The "sponge city" concept is gaining traction as a way to mitigate extreme weather, save lives and even make cities more pleasant places to live.
This is particularly important when existing urban stormwater infrastructure is often already aging and inadequate. Auckland has even been cutting spending on critical stormwater repairs for at least the past two years.
Politically at least, this isn't surprising. Stormwater infrastructure, as it is currently built and planned, is costly to develop and maintain. As the Helen Clark Foundation report makes clear, New Zealand's pipes simply "were not designed for the huge volumes they will have to manage with rising seas and increasing extreme rainfall events".
The country's current combined stormwater infrastructure involves a 17,000 kilometer pipe network—enough to span the length of the country ten times. The cost of upgrading the entire water system, which encompasses stormwater, could reach NZ$180 billion.
This contrasts starkly with the $1.5 billion councils now spend annually on water pipes. The report makes clear that implementing sponge city principles won't wholly solve flooding, but it can significantly reduce flood risks.
Trees and green spaces
The real bonus, though, lies in the potential for sponge city design to reduce dependence on expensive and high-maintenance infrastructure.
There are already examples in Auckland's Hobsonville Point and Northcote. Both communities have incorporated green infrastructure, such as floodable parks and planted wetlands, which kept nearby homes from flooding.
But the report's recommendations are at odds with some of the current political rhetoric around land use policy—in particular "greenfields" development that encourages urban sprawl.
The report urges that cities be built upwards rather than outwards, and pushes back on residential infill development encouraged by the Medium Density Residential Standards.
Citing a recent report on green space from the Parliamentary Commissioner for the Environment, the Helen Clark Foundation report argues for the preservation of urban green spaces—like backyards—as part of the flood mitigation approach.

» Challenges:
- A) Write out the entries again, requests included, starting at the line that contains "Expected behaviour: for every instance of the undermount" and stopping after the last entry. Multiply every coordinate in the answers by 0.55 and round to whole numbers, halves up, but leave the requests and their format samples unchanged.
- B) Proceed with the text on sponge cities from the point where it stops.

» Items:

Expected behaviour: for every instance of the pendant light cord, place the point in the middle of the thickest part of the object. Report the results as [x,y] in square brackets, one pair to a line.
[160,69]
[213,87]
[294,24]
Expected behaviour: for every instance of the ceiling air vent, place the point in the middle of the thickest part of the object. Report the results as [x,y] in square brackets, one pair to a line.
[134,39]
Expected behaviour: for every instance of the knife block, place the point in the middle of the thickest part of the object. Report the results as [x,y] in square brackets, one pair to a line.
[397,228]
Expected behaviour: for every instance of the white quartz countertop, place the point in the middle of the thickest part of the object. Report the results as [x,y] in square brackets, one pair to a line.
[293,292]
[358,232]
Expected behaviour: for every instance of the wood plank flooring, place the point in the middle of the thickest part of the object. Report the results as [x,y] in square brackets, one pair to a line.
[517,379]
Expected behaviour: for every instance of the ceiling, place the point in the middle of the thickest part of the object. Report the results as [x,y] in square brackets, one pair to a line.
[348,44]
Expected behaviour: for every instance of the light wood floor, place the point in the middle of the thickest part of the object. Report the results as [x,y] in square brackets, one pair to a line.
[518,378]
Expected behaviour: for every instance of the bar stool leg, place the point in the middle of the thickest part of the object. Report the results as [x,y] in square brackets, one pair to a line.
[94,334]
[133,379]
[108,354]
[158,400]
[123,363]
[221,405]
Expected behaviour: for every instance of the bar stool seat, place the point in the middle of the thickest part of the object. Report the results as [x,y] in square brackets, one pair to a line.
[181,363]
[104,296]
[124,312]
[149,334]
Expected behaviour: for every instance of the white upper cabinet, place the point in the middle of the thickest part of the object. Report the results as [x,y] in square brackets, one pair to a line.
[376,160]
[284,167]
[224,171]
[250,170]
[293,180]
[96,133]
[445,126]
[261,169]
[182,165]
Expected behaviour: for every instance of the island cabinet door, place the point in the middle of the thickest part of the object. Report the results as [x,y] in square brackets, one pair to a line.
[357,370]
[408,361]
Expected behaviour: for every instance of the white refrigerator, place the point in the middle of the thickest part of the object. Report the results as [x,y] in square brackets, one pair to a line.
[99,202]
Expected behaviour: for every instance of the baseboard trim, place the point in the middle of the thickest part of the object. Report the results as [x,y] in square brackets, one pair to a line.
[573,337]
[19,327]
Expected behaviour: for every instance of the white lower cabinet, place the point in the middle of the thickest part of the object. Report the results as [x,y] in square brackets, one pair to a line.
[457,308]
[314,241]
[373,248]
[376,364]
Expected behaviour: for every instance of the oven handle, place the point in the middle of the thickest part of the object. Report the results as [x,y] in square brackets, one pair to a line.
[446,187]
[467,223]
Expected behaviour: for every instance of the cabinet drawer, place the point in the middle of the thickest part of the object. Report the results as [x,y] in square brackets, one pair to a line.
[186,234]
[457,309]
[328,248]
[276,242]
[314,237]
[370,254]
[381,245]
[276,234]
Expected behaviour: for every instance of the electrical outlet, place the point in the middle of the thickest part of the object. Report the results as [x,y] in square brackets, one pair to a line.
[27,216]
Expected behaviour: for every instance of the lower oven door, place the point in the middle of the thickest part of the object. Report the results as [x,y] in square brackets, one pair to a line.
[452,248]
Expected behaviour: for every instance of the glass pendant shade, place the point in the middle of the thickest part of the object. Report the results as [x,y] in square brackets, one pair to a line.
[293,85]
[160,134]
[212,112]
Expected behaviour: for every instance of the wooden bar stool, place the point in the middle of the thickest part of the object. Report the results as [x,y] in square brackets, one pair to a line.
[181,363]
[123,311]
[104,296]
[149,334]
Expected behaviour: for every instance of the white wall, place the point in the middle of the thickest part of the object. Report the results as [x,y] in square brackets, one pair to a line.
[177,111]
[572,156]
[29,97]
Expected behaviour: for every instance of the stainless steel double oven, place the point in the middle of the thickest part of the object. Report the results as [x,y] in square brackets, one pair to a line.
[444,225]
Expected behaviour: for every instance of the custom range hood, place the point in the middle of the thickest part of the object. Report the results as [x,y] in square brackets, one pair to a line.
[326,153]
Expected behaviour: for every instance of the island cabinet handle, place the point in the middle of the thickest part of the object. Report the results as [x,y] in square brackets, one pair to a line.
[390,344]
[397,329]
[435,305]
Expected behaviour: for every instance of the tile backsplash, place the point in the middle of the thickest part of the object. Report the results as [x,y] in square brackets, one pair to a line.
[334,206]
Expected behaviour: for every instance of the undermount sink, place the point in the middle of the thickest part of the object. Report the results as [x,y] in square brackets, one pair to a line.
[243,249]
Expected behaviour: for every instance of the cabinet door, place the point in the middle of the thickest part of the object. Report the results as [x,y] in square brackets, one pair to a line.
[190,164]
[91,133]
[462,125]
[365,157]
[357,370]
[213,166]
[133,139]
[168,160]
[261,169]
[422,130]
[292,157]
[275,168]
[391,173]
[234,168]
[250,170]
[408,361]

» Answers in order:
- A)
Expected behaviour: for every instance of the undermount sink, place the point in the middle of the thickest part of the object. Report the results as [x,y] in square brackets, one pair to a line.
[134,137]
Expected behaviour: for every instance of the cabinet door, place the point in the middle of the thickest part of the object. Report the results as [x,y] in square brackets, one pair to a line.
[105,90]
[50,73]
[254,69]
[201,86]
[196,204]
[117,91]
[73,76]
[92,88]
[144,93]
[232,72]
[161,86]
[151,92]
[215,95]
[129,92]
[138,94]
[224,199]

- B)
Preserving tree cover is another urgent priority. Trees help absorb rainfall, reduce erosion and provide essential shade and cooling in urban areas—counteracting the dangerous urban "heat island" effect. Citing data from Global Forest Watch, the report states: "Auckland has lost as much as 19% of its tree cover in the past 20 years, Dunedin a staggering 24%, Greater Wellington around 11% and Christchurch 13%. "
Incentives for homeowners
Making Aotearoa New Zealand more resilient to extreme weather, the report says, need not break the bank.
It recommends raising the national minimum standards governing the percentage of the total area of new developments that must be left unsealed. This would ensure the implementation of sponge city concepts, and see buildings clustered to maximize preserved green space.
The government should also require local councils to plan for and provide public green spaces, and to develop long-term sponge city plans—just as they do for other types of critical infrastructure.
Neighborhoods could be retrofitted to include green roofs, permeable pavements and unsealed car parks. Land use and zoning could also encourage more vertical development, rather than sprawl or infill housing.
The government could also provide incentives and education for homeowners to encourage minimizing sealed surfaces, unblocking stormwater flow paths, and replacing lawns with native plants and rain gardens.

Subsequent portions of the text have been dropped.